++++ SECCIÓN DE TEXTO ++++

Mejor viudez que bigamia

Porque en los tiempos proféticos tenían dispensa las santas mujeres: se veían obligadas a casarse por obediencia y no por concupiscencia para que se propagase el pueblo de Dios y fuesen enviados por delante los profetas de Cristo; el mismo pueblo del que había de nacer la carne de Cristo no era otra cosa que profeta de Cristo en todas aquellas cosas que le acaecían en figura (1Co 10,11), ya en la persona de los que las sabían interpretar, ya en la de los que no sabían. Para que se propagase el pueblo, la sentencia de la ley declaraba maldito al que no propagase el linaje de Israel (Dt 25,5-10). Por eso, las santas mujeres se encendían no en el apetito carnal, sino en la piedad de dar a luz; con razón podemos creer que no hubiesen buscado la unión sexual si los hijos pudieran venir de otro modo.

++++

▶ EJERCICIO
Indica, por favor, qué declaraba la sentencia de la ley sobre quien no propagase el linaje de Israel, según el texto sobre la viudez y la bigamia.

++++ DATOS PROPORCIONADOS ++++

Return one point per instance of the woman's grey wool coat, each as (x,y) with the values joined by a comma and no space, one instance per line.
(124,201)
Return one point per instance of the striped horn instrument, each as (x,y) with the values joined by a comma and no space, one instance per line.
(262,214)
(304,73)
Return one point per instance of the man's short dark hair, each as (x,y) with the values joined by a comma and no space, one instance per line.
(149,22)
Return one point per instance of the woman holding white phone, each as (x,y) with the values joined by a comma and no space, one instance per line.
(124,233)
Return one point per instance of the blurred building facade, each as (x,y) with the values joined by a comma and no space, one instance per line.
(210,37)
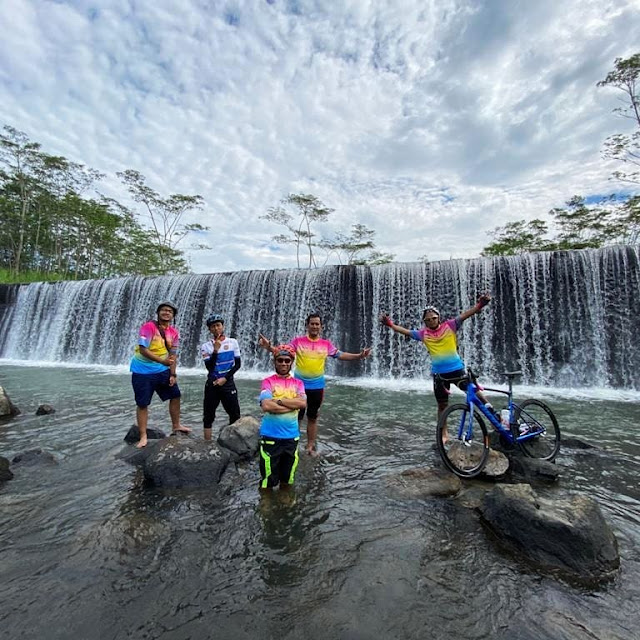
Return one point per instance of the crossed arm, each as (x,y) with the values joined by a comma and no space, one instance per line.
(284,405)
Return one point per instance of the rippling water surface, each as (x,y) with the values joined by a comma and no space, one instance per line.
(87,551)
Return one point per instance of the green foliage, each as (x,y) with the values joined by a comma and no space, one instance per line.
(518,237)
(308,210)
(350,248)
(50,230)
(625,147)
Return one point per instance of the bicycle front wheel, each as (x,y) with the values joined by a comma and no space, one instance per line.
(463,443)
(539,431)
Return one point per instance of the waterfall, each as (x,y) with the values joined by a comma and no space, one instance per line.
(567,318)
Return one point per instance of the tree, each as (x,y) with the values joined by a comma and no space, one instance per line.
(309,210)
(582,226)
(622,147)
(350,247)
(165,214)
(518,237)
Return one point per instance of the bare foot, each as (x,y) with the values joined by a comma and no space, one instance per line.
(182,429)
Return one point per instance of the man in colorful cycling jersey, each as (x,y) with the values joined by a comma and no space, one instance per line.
(312,352)
(281,397)
(440,340)
(221,356)
(153,369)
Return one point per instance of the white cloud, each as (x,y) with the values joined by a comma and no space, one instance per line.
(432,122)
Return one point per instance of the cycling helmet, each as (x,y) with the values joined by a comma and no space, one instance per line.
(284,350)
(432,309)
(214,317)
(167,304)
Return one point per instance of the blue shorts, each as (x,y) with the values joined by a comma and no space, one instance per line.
(144,384)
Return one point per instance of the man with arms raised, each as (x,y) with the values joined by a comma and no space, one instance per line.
(153,369)
(312,352)
(281,397)
(440,340)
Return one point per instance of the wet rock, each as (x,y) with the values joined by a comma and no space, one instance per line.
(181,462)
(576,443)
(242,437)
(424,483)
(45,410)
(497,465)
(5,472)
(531,470)
(34,456)
(133,435)
(569,538)
(7,408)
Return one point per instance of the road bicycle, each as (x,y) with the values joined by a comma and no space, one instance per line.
(462,438)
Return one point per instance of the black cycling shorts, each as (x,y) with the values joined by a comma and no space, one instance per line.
(442,384)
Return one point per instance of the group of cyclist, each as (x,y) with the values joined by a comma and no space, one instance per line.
(285,398)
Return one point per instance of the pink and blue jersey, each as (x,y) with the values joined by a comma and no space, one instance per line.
(442,345)
(311,356)
(281,425)
(151,339)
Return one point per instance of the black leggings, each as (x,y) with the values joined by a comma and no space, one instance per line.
(213,395)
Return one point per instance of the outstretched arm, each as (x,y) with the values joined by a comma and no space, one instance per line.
(264,342)
(387,321)
(483,301)
(345,355)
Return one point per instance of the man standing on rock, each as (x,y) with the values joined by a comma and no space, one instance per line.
(221,356)
(281,397)
(312,352)
(153,369)
(440,340)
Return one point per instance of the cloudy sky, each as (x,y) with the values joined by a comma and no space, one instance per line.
(430,121)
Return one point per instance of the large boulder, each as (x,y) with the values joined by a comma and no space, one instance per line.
(569,537)
(242,437)
(133,435)
(7,408)
(423,483)
(182,462)
(5,472)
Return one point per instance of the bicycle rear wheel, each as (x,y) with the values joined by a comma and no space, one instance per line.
(538,419)
(463,445)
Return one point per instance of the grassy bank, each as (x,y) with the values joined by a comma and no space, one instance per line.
(8,277)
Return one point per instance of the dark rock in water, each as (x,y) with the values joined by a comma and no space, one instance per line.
(133,435)
(5,472)
(576,443)
(424,483)
(34,456)
(45,410)
(7,408)
(534,470)
(181,462)
(569,538)
(242,437)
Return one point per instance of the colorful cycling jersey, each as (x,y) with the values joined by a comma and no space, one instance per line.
(442,345)
(281,425)
(151,339)
(228,352)
(311,356)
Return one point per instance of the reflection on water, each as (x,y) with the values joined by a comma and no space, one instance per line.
(87,551)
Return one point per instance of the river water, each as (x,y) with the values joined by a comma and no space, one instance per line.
(87,551)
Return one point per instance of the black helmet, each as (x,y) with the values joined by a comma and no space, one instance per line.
(167,304)
(214,317)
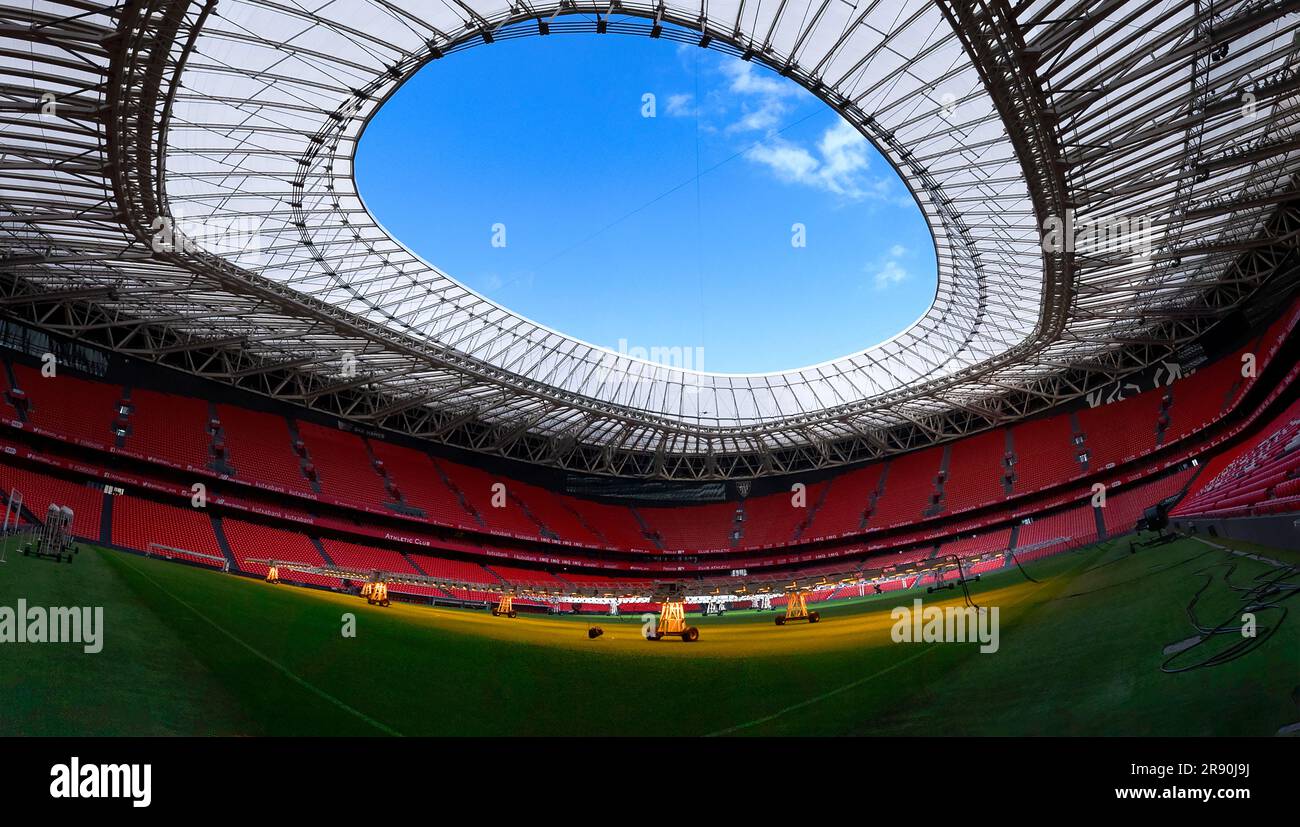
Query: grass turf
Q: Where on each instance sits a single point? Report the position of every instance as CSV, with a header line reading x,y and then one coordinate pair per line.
x,y
198,653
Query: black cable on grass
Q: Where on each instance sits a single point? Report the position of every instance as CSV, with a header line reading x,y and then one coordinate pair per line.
x,y
1266,594
1012,554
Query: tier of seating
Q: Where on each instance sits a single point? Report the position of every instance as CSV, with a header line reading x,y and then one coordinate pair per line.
x,y
371,475
260,449
38,490
169,428
892,514
144,524
1262,476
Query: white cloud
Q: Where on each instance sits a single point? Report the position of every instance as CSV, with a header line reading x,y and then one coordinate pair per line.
x,y
744,79
839,165
889,271
761,120
789,161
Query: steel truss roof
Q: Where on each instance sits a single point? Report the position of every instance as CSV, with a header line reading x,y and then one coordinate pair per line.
x,y
999,116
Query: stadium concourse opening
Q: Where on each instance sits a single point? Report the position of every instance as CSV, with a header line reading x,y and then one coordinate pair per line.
x,y
740,195
320,488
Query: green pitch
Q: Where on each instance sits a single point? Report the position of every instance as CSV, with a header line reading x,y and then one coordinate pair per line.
x,y
193,652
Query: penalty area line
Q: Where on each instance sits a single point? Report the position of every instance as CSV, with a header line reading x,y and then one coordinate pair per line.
x,y
818,698
268,659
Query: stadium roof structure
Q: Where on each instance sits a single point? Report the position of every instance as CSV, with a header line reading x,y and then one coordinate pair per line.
x,y
1170,125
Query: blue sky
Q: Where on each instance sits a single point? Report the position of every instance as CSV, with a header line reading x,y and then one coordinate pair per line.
x,y
668,232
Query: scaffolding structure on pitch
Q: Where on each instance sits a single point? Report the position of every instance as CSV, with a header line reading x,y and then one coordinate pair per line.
x,y
55,540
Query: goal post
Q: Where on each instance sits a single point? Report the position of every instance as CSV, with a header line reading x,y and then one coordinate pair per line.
x,y
157,549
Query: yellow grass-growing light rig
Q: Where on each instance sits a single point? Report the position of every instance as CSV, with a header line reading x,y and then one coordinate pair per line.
x,y
672,618
505,606
797,607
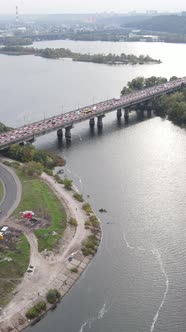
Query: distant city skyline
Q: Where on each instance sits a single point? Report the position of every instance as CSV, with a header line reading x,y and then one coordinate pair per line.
x,y
89,6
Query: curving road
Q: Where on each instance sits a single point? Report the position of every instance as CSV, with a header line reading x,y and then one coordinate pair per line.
x,y
12,192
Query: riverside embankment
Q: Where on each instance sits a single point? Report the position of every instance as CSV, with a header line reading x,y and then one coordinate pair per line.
x,y
51,270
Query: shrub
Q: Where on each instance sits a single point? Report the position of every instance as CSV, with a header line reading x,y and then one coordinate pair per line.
x,y
40,306
87,223
74,270
48,171
31,313
89,246
32,168
58,179
67,183
94,221
36,310
53,295
15,164
73,222
6,163
87,208
78,197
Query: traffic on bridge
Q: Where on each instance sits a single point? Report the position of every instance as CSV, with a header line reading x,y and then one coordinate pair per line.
x,y
29,132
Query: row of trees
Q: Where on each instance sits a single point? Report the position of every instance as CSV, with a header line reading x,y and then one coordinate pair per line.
x,y
141,83
52,53
173,105
28,153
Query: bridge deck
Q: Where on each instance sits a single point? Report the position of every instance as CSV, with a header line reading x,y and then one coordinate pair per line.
x,y
36,129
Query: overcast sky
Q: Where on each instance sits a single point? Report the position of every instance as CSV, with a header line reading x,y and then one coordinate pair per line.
x,y
87,6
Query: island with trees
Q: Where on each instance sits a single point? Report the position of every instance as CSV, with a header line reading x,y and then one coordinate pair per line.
x,y
172,105
51,53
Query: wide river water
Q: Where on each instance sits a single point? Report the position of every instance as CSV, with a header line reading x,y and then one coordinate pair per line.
x,y
137,171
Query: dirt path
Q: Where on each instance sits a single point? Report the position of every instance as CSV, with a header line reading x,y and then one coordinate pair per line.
x,y
46,269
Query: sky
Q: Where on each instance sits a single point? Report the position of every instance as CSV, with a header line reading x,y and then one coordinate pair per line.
x,y
89,6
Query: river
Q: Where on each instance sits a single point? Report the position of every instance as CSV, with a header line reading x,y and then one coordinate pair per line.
x,y
136,171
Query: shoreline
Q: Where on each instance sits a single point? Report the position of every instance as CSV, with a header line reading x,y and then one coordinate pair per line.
x,y
53,271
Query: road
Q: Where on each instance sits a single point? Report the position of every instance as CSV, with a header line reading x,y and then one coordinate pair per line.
x,y
12,192
30,131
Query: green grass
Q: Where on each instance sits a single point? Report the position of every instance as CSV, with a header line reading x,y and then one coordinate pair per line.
x,y
38,197
15,269
1,191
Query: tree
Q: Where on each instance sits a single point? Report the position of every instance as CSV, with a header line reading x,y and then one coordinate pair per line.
x,y
32,168
67,183
53,295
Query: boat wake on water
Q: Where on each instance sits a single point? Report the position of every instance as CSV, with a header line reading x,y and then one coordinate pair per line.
x,y
102,312
157,254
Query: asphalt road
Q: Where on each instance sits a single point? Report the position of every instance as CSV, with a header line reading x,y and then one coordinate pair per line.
x,y
12,193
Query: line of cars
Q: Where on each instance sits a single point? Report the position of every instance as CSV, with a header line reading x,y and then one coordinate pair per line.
x,y
41,127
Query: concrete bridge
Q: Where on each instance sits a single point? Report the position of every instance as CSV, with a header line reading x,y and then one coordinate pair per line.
x,y
65,122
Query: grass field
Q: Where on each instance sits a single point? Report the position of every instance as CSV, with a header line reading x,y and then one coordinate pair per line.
x,y
38,197
10,271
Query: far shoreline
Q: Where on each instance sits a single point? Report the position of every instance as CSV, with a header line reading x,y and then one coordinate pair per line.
x,y
64,279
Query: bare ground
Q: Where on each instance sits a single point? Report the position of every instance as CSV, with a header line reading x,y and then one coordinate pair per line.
x,y
46,268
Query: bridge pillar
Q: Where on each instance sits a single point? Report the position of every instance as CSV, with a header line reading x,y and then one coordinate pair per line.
x,y
126,114
92,122
149,113
68,132
141,113
119,113
100,121
60,133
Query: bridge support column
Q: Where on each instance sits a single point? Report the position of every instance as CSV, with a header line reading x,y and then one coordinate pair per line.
x,y
68,132
149,113
100,121
126,114
119,113
92,123
60,133
141,113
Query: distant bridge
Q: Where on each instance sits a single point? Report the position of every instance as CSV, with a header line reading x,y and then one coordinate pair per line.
x,y
29,132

++++

▶ RESULTADO DEL EJERCICIO
Lo declaraba maldito.